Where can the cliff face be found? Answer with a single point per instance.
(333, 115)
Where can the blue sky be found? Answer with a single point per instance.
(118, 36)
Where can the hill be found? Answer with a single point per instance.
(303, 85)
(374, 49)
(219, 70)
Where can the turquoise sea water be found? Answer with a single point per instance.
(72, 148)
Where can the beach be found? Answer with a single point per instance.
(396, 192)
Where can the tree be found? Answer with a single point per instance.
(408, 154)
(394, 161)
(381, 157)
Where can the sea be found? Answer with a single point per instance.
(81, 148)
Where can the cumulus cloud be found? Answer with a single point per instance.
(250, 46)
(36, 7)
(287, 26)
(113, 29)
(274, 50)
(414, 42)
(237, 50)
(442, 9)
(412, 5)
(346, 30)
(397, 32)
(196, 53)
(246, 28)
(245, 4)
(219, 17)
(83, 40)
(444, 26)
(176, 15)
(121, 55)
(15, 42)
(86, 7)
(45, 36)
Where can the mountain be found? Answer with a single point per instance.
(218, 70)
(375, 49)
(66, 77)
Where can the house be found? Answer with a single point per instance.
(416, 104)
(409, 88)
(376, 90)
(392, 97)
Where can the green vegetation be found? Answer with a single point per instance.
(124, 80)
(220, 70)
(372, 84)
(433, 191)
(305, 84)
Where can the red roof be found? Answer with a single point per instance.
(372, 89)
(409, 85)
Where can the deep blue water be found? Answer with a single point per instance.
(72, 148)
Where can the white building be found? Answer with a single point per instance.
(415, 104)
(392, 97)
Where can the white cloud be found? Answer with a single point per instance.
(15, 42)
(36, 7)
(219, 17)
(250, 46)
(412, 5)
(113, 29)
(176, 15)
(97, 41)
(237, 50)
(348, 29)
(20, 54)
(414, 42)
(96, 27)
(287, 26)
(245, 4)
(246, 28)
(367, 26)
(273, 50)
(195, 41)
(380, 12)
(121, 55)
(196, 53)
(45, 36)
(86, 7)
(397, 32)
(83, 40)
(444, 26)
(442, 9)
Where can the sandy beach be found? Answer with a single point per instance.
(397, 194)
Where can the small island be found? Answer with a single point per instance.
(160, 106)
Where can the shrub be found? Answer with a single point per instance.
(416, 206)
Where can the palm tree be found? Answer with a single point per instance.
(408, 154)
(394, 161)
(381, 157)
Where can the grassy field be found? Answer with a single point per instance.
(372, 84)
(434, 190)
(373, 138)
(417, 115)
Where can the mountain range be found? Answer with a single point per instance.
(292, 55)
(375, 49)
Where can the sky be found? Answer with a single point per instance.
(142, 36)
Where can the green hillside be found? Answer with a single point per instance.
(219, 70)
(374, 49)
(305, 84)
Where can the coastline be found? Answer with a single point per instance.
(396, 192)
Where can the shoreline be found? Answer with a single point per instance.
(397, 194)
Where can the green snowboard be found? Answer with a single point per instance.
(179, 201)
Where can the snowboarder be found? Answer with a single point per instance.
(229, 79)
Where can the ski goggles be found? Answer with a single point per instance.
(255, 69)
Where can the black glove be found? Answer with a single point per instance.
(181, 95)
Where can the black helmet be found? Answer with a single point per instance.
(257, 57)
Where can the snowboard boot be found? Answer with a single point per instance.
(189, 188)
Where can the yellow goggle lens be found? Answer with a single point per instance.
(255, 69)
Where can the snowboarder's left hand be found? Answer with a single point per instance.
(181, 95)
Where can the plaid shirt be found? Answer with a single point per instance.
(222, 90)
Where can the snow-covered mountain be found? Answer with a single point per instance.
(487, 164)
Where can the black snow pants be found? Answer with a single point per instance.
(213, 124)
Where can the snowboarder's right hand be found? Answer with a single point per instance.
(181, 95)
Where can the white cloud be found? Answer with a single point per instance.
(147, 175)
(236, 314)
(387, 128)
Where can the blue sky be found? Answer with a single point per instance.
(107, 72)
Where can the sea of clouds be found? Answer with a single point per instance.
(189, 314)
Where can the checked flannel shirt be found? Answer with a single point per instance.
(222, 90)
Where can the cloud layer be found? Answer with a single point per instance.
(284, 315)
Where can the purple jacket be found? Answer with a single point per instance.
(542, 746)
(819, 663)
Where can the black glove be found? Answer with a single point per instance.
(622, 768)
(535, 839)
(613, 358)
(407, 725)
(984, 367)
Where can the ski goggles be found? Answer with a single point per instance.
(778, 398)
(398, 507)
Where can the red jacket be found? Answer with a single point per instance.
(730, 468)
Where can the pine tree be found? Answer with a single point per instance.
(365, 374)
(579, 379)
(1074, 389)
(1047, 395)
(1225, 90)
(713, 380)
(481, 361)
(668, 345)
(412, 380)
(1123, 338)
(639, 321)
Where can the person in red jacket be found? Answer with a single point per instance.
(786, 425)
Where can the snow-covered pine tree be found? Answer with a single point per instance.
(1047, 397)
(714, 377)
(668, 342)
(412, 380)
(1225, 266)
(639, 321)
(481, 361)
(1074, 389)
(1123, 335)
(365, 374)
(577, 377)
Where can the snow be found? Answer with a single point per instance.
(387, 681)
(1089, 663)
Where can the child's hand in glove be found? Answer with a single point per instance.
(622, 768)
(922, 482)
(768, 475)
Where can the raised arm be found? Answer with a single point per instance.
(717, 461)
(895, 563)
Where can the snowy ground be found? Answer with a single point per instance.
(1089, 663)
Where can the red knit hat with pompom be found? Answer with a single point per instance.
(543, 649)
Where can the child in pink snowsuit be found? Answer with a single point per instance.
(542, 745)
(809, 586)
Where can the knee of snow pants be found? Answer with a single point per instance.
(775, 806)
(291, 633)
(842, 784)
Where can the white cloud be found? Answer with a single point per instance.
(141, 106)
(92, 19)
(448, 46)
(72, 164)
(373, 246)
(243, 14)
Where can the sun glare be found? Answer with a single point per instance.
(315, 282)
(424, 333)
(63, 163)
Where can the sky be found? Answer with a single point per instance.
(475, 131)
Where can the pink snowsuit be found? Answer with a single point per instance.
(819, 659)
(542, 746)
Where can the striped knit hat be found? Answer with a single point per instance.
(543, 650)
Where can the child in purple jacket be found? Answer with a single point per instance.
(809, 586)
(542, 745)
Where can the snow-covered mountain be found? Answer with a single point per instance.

----

ACTIVITY ▸
Please transcribe the data shown above in full, exactly as it stands.

RESULT OF THE TASK ▸
Where can the cliff face be found? Answer with a single point per instance.
(333, 115)
Where can the blue sky be found? Answer with a single point per instance.
(118, 36)
Where can the hill be found? Answer with a single point per instance.
(303, 85)
(374, 49)
(219, 70)
Where can the turquoise sea water be found? Answer with a single point per instance.
(72, 148)
Where can the beach be found? Answer with a single point per instance.
(396, 192)
Where can the tree be found? Answer with a single point per instance.
(408, 154)
(394, 161)
(381, 157)
Where can the sea be found? Answer with a single point per instance.
(81, 148)
Where can the cumulus cloud be found? Answer with a single point per instance.
(250, 46)
(36, 7)
(287, 26)
(113, 29)
(274, 50)
(414, 42)
(237, 50)
(442, 9)
(412, 5)
(346, 30)
(397, 32)
(196, 53)
(246, 28)
(245, 4)
(219, 17)
(83, 40)
(444, 26)
(176, 15)
(121, 55)
(15, 42)
(86, 7)
(45, 36)
Where can the mountain be found? Answer with a single point per instance.
(218, 70)
(375, 49)
(66, 77)
Where can the house be found? Answer with a single point per instance.
(416, 104)
(409, 88)
(376, 90)
(392, 97)
Where can the green vegetation be found? Answer with a single point per instance.
(124, 80)
(220, 70)
(372, 84)
(433, 191)
(305, 84)
Where can the red roof be found? Answer with a single point per instance.
(372, 89)
(409, 85)
Where can the deep blue water be found? Answer with a single point per instance.
(72, 148)
Where can the white building be found? Answer with a single point per instance.
(415, 104)
(392, 97)
Where can the white cloud be found? Answer with a single point per instance.
(15, 42)
(36, 7)
(219, 17)
(250, 46)
(412, 5)
(113, 29)
(176, 15)
(97, 41)
(237, 50)
(348, 29)
(20, 54)
(414, 42)
(96, 27)
(287, 26)
(245, 4)
(246, 28)
(367, 26)
(273, 50)
(195, 41)
(380, 12)
(121, 55)
(196, 53)
(45, 36)
(86, 7)
(397, 32)
(83, 40)
(444, 26)
(442, 9)
Where can the sandy beach be found? Answer with a single point per instance.
(397, 194)
Where can the small island be found? Answer with a single point per instance.
(160, 106)
Where can the shrub be found? Answer with a single point per instance.
(416, 206)
Where can the palm tree be found? Answer with a single point per instance.
(408, 154)
(394, 161)
(381, 157)
Where can the grassy field be found? Answer with a single point per instance.
(372, 84)
(434, 190)
(373, 138)
(417, 115)
Where can the mountain range be found? Answer with a single point per instance.
(292, 55)
(375, 49)
Where can the sky be found? Answer with a single point per instance.
(142, 36)
Where can the green hillside be found? Answer with a single point per instance.
(219, 70)
(374, 49)
(305, 84)
Where can the coastline be found? Answer with a single point per instance.
(396, 192)
Where can the shoreline be found? Answer with a single point per instance.
(397, 194)
Where can the green snowboard be found? Answer with a single point per instance.
(179, 201)
Where can the snowboarder be found? Answer with a single point per instance.
(229, 79)
Where can the ski goggles be found? Answer with a single point per instance.
(255, 69)
Where can the black glove be found? Answer with a single point per instance.
(181, 95)
Where can the black helmet be found? Answer with a single point per instance.
(257, 57)
Where can the snowboard boot be found? Answer with a single point per instance.
(189, 188)
Where can the yellow goggle lens be found? Answer with a single point per instance.
(255, 69)
Where can the snowboarder's left hand be found? Answer with a single point per instance.
(181, 95)
Where can the plaid shirt be found? Answer with a single point per instance.
(222, 90)
Where can the snow-covered mountain be found? Answer with a single point per instance.
(487, 164)
Where can the black snow pants be found? Answer with a single point per instance.
(213, 124)
Where can the snowboarder's right hand be found? Answer with a single point per instance.
(181, 95)
Where can the white cloud be found? Answer with a single point per instance.
(147, 175)
(236, 314)
(387, 128)
Where can the blue sky be found? Answer with a single point per instance.
(107, 72)
Where can the sea of clouds be found? Answer with a single point per instance.
(189, 314)
Where can the checked flannel shirt be found? Answer with a single point per instance.
(222, 90)
Where can the cloud layer be found? Answer with a single point per instance.
(284, 315)
Where can the purple jacket be found? Answer with a single point per instance.
(542, 746)
(819, 663)
Where can the black glove be found? Answer with a single point per instance.
(622, 768)
(535, 839)
(613, 358)
(407, 725)
(984, 367)
Where can the ski goggles be found? Answer with a single point per instance.
(778, 398)
(398, 507)
Where can the red jacket be found? Answer with a single point per instance.
(730, 468)
Where can the pine tree be found? Answer with a single point per instance.
(365, 374)
(579, 379)
(1074, 389)
(1047, 395)
(1225, 90)
(713, 380)
(481, 361)
(668, 345)
(412, 380)
(1123, 338)
(639, 321)
Where can the person in red jacket be found? Answer with a single point per instance.
(786, 425)
Where can the snow-covered pine tree be found? Answer with a single point per instance.
(1047, 397)
(714, 377)
(668, 342)
(412, 380)
(1225, 266)
(639, 321)
(481, 361)
(1074, 389)
(1123, 335)
(365, 374)
(577, 377)
Where can the snow be found? Answer with a single point per instance.
(387, 681)
(1089, 663)
Where can the child's hand in glove be found? Answer with a single point per instance.
(622, 768)
(922, 482)
(768, 475)
Where can the raised arm be found? Answer with a single point per instance.
(717, 461)
(895, 563)
Where can the snowy ground be found? Answer with a single point per instance.
(1089, 663)
Where can the red knit hat with pompom be found? Answer with a single point per instance.
(543, 649)
Where can the child in pink snowsuit be found? Answer with a single point per instance.
(542, 745)
(809, 586)
Where can the knee of snow pants be found? Answer with a single point per instance.
(775, 806)
(291, 633)
(842, 784)
Where can the white cloud be found? Answer with a single point per instance.
(141, 106)
(92, 19)
(448, 46)
(72, 164)
(373, 246)
(243, 14)
Where can the sun glare be found? Answer with a single point per instance.
(315, 282)
(424, 333)
(63, 163)
Where can the sky be found? Answer with a single point per instance.
(475, 131)
Where can the pink snowsuit be found? Answer with a single point per instance.
(819, 659)
(542, 746)
Where can the striped knit hat be found? Answer with a single point per instance.
(543, 650)
Where can the child in purple jacket be found? Answer with a single point per instance.
(809, 586)
(542, 745)
Where can the snow-covered mountain be found? Answer with a single point per instance.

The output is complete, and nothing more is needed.